• **Short problem**:
Change every "put a marker on" in the data below to "place a pin on" and write the data out again with nothing else altered. Leave the pictures out of your answer.

** Begin **

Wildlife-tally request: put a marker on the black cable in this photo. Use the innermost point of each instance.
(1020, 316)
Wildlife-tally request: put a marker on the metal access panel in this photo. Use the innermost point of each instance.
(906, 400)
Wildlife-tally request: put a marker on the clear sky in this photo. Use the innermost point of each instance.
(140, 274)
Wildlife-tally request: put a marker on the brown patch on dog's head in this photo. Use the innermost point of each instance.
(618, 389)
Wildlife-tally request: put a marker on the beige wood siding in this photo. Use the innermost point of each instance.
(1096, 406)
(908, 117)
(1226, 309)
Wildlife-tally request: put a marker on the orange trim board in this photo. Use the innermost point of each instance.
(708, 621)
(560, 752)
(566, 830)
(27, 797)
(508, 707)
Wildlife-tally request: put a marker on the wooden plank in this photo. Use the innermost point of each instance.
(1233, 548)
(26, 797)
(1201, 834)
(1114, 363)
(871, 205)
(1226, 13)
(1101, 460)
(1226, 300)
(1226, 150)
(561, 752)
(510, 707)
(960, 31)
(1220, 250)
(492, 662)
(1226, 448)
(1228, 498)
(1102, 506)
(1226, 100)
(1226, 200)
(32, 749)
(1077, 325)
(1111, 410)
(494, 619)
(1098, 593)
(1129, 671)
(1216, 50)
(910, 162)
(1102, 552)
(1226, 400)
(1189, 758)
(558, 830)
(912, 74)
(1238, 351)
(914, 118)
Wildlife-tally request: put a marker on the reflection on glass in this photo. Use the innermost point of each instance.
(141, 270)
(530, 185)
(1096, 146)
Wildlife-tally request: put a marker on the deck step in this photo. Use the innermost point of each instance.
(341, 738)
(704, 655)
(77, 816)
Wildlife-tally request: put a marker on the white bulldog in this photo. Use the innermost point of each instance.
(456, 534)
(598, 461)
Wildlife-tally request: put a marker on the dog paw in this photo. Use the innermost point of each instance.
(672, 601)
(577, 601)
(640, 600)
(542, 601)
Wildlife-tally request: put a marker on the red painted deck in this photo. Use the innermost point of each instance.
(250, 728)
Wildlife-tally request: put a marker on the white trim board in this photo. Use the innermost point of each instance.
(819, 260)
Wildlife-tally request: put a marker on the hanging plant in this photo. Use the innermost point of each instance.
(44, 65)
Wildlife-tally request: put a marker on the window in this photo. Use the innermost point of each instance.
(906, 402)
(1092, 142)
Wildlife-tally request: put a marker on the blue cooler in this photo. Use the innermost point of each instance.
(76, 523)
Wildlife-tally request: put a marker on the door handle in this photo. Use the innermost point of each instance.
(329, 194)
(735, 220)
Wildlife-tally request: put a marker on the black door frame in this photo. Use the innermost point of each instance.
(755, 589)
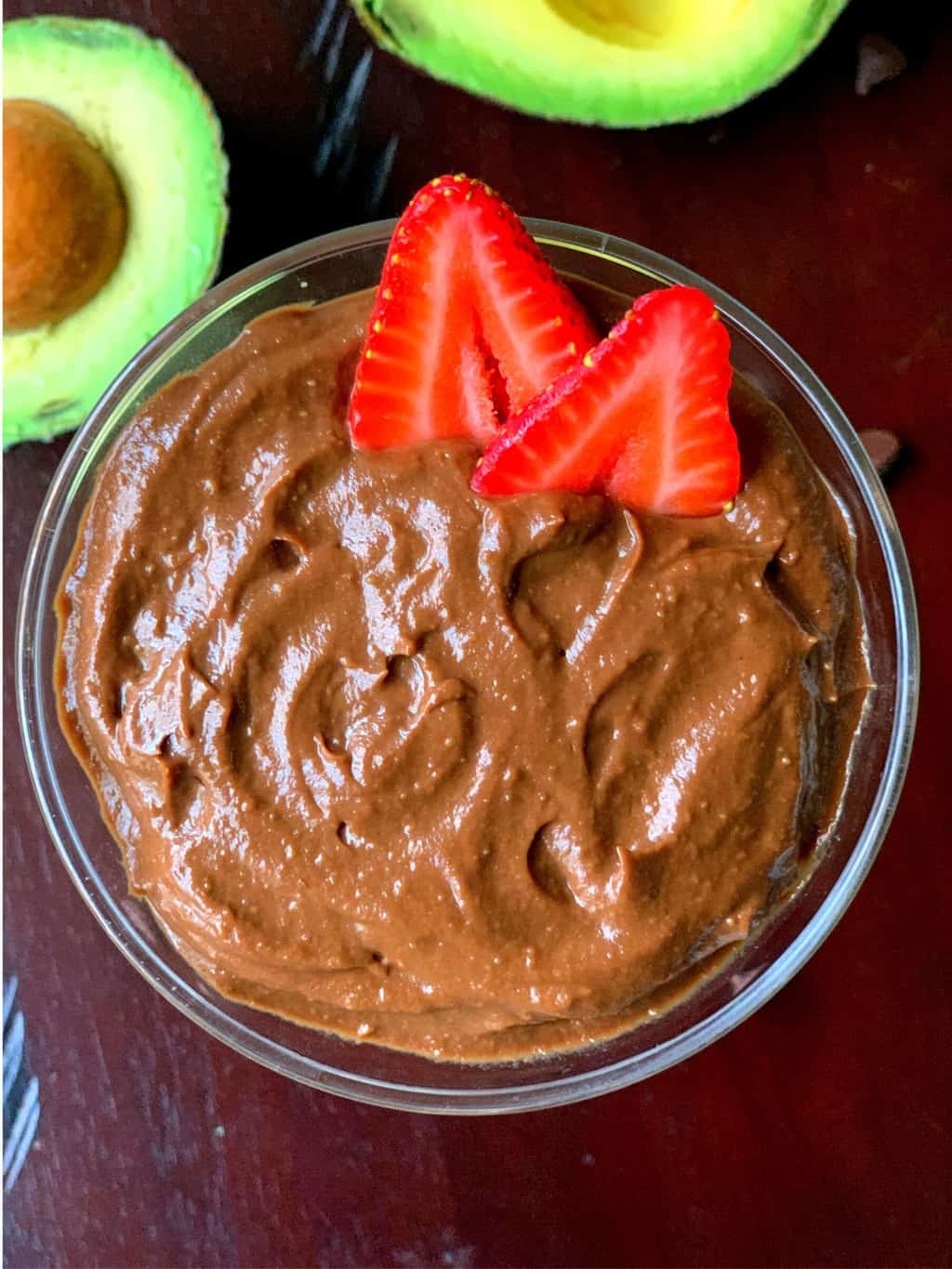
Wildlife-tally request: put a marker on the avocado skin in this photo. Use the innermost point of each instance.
(443, 38)
(143, 108)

** End **

• **Finished answer**:
Wildlife-tally request: place a pin on the black cable in this photo. Use the innermost point of each instance.
(1020, 316)
Wildlife-tally request: place a pin on the metal access panel in this photo. Use the innermost point of each instance.
(906, 400)
Wildlife-tally request: place a pin on the clear sky in this photo. Use the innermost point of each instance.
(140, 274)
Wildlife-tally request: place a pin on the brown patch on dog's head in this photo. Use the innermost point of each instance.
(618, 389)
Wildlife-tally request: place a pin on the beige wood siding in this photo. Use the innermost point of each instance.
(1096, 406)
(908, 117)
(1226, 309)
Wildlife-tally request: place a pin on the orange trim board in this photo. Use the innermost point of each instance.
(708, 621)
(560, 752)
(566, 830)
(27, 797)
(508, 707)
Wildlife-tally request: place a pin on the wooden plank in this photo. Use the innermost point of each instance.
(1233, 548)
(26, 797)
(1201, 834)
(1114, 363)
(871, 205)
(1226, 13)
(1101, 460)
(1226, 300)
(1226, 150)
(561, 752)
(510, 707)
(960, 31)
(1220, 250)
(492, 662)
(1226, 448)
(1228, 498)
(1102, 506)
(1226, 100)
(1226, 200)
(32, 749)
(1077, 325)
(1111, 410)
(494, 619)
(1098, 593)
(1129, 671)
(1216, 50)
(910, 162)
(1102, 552)
(1226, 400)
(1189, 758)
(558, 830)
(912, 74)
(1238, 351)
(914, 118)
Wildlife-tally request: place a pin on the reflection on glass in this photo. Use the innermost point of each instance.
(141, 270)
(530, 185)
(1096, 146)
Wildlife-tally request: place a pin on the deck step in this photo. Use the innermost point of each instance.
(341, 738)
(704, 655)
(77, 816)
Wildlife-tally request: place a pin on the white bulldog in this photo. Use the innermost point of each instance.
(456, 534)
(598, 461)
Wildlife-tally request: place a pin on the dog paw in this photo. Use the innermost point of each instance.
(672, 601)
(577, 601)
(640, 600)
(542, 601)
Wildlife-tally request: place a pin on the red painted deck in this photo. Use the innermost point of each instance.
(250, 728)
Wildlife-tally request: place a pin on the white trim board in this photo. Use the innermost point of each instance.
(819, 260)
Wildlife-tally request: place a pin on the hanging plant in this photo. Use the innermost point of each instance.
(44, 65)
Wildlife-tally request: place a pin on the window in this photo. Use the innermost point of each instance.
(906, 402)
(1092, 142)
Wildlife-tally request: place a pin on the blue cooler in this photo. Use the innermost point of each instance.
(76, 523)
Wildlife-tally request: place a pin on the door handle in this photo. Use the innermost point of each instance.
(329, 194)
(735, 220)
Wildlife-tally request: place a pin on the black door frame in this photo. Use the innermost point of each instance.
(755, 589)
Wildlife-tally request: place a pin on the avocado skin in this photo. Use the innermost point of each instance.
(443, 38)
(143, 108)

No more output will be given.